Set problem:
Reproduce all of the material below word for word, changing nothing.

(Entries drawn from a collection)
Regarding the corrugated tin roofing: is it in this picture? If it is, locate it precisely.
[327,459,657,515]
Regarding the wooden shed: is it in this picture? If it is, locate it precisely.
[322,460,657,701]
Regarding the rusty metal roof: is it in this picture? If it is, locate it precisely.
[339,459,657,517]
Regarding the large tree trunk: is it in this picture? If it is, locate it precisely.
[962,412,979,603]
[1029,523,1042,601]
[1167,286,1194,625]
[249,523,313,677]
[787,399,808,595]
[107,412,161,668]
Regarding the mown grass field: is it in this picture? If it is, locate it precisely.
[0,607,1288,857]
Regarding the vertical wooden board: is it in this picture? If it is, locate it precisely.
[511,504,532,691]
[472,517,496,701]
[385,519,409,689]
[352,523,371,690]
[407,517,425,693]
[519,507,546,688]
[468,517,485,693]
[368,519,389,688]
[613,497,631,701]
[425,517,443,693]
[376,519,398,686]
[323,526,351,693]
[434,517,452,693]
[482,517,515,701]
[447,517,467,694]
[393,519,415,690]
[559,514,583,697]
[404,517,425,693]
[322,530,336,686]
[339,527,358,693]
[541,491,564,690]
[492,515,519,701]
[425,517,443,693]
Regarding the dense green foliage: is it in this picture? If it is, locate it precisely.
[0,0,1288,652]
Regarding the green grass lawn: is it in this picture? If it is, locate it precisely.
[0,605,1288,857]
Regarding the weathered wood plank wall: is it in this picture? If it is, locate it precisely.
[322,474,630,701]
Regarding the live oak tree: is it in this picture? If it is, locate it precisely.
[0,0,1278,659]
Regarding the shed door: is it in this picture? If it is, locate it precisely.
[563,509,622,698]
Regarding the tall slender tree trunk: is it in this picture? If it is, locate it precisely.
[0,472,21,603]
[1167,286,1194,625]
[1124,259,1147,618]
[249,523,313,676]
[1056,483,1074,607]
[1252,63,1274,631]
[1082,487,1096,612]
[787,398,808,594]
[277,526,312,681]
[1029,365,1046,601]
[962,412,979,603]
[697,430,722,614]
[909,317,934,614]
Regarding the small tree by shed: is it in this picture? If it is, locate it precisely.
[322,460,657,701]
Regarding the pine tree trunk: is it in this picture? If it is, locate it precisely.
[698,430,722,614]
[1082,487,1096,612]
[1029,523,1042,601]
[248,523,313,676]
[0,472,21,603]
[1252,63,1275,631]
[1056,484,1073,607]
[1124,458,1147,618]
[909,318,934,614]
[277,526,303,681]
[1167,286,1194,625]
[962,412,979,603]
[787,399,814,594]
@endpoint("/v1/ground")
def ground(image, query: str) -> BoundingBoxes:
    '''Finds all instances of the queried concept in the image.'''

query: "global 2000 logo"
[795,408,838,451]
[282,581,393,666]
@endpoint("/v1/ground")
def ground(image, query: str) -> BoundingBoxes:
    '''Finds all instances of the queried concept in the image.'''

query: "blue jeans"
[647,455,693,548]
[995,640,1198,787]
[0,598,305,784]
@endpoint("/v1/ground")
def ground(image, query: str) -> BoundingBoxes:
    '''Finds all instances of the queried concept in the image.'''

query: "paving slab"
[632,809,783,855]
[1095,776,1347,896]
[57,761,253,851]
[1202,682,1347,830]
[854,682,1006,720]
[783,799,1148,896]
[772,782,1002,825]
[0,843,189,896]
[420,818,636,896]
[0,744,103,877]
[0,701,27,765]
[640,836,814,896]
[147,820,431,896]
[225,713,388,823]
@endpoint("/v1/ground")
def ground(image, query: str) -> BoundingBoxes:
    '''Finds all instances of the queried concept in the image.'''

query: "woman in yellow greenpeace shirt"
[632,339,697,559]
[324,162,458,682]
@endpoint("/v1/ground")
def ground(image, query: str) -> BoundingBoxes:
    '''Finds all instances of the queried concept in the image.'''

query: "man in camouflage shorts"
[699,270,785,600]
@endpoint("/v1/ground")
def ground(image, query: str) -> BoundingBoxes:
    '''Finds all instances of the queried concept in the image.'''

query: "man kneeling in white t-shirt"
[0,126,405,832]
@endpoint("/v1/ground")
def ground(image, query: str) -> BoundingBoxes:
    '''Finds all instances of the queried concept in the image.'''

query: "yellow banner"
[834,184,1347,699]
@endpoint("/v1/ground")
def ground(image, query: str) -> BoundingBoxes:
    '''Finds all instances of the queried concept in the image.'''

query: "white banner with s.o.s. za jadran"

Reply to the exercise:
Regarding the corrugated tin roofing: is it in this picture? If it is, locate it precisely.
[327,459,657,515]
Regarding the wooden shed: is it in this picture? If it is, locate it precisely.
[322,460,657,701]
Regarding the rusty metal roof: is it in this picture? If it is, locate it precisely.
[339,459,657,517]
Regarding the large tree trunk: is it in this picture? If it is, locate it precisely.
[962,412,979,603]
[1029,523,1042,601]
[1167,286,1194,625]
[249,523,313,677]
[787,399,808,595]
[107,412,161,668]
Regarding the mown grass field: is it in this picture? If it is, locate it precisely.
[0,607,1288,857]
Regarding the vertical wooden board: is it in this picture? If it is, locate it precisely.
[511,504,532,691]
[472,517,496,701]
[385,519,409,689]
[352,523,371,690]
[407,517,425,693]
[519,507,546,688]
[468,517,485,693]
[368,519,389,688]
[613,497,631,701]
[425,517,443,693]
[376,519,398,686]
[323,526,351,693]
[434,517,452,693]
[482,517,515,701]
[447,517,467,694]
[393,519,415,690]
[559,514,583,697]
[404,517,425,693]
[322,530,336,686]
[339,527,358,693]
[541,491,564,690]
[492,515,519,701]
[425,517,443,693]
Regarding the dense green foliage: is it in this picture? If it is, locate it precisely.
[0,0,1288,652]
Regarding the green grass lawn: is it in this picture? If it is, locate it precisely.
[0,605,1288,857]
Regarding the weathered wood plank wall: is it in this picture? If it is, locate it precisely.
[322,474,630,701]
Regarding the live oak tree: is it in this picture? If it is, locate it precisely.
[0,0,1278,659]
Regarding the shed door: is it in this picture? If it is, locate it precisely.
[563,509,622,698]
Regarding the tall slender tree trunk: is it in this picture? If it is, locate it precisely.
[0,472,21,603]
[1167,286,1194,625]
[1124,259,1147,618]
[249,523,313,676]
[1056,483,1074,607]
[1252,63,1274,631]
[1082,487,1096,612]
[787,398,808,594]
[277,526,312,681]
[1029,365,1046,601]
[962,412,979,603]
[697,430,722,614]
[909,317,934,614]
Regarding the small tree by shed: is it in this picture? If it is, locate it precisely.
[322,460,657,701]
Regarding the pine tree trunk: is it in this picture? If it is, locate it precisely.
[698,430,722,614]
[1082,487,1096,612]
[1029,523,1042,601]
[248,523,313,676]
[0,472,21,603]
[1252,63,1275,631]
[1056,484,1073,607]
[1124,458,1147,618]
[909,318,934,614]
[277,526,303,681]
[1167,286,1194,625]
[962,412,979,603]
[787,399,814,594]
@endpoint("/v1/ground")
def ground(image, query: str) -> BoundingBoxes:
    '''Finds all instances of the queried concept in the image.'''

query: "global 2000 logo"
[795,408,838,451]
[282,581,393,666]
@endpoint("/v1/ground")
def ground(image, query: str) -> BoundingBoxes:
    '''Finds all instances of the queried concept in the image.'''

query: "blue jeans"
[647,455,693,548]
[995,640,1198,787]
[0,598,305,784]
@endpoint("/v1/ground")
def ground(image, query: str) -> BoundingBoxes:
    '''Finds all instances of the queried concept in the image.'''

query: "paving slab"
[632,809,783,855]
[1095,776,1347,896]
[57,761,253,851]
[1202,682,1347,830]
[854,682,1006,720]
[783,799,1148,896]
[772,782,1002,825]
[0,843,189,896]
[420,818,636,896]
[0,744,103,877]
[0,701,27,765]
[640,836,814,896]
[147,820,431,896]
[225,713,388,823]
@endpoint("/v1/ground")
def ground(image, query: str) -> BoundingBoxes:
    '''Finds all instances of the queried concept in the image.'''

query: "woman in yellow greenpeace shirt"
[632,339,697,559]
[324,162,458,682]
@endpoint("/v1/ground")
def ground(image, query: str) -> BoundingBoxes:
    '''Finds all instances of the queried concept in the image.'''

query: "man in camouflage shorts"
[699,270,785,600]
@endpoint("/v1/ground")
def ground(image, query: str) -> BoundingBoxes:
    '''Finds all instances of the queried concept in the image.'''

query: "man kneeling in white t-shirt"
[0,126,405,832]
@endpoint("/v1/ground")
def ground(image, query: str) -> BoundingBoxes:
    '''Finds all instances of the queried concept in the image.'''

query: "yellow banner"
[834,184,1347,699]
@endpoint("/v1/ground")
def ground(image, query: str) -> BoundingBoxes:
    '''Finds all instances of the queried concept in the image.'''

query: "white banner with s.o.s. za jadran"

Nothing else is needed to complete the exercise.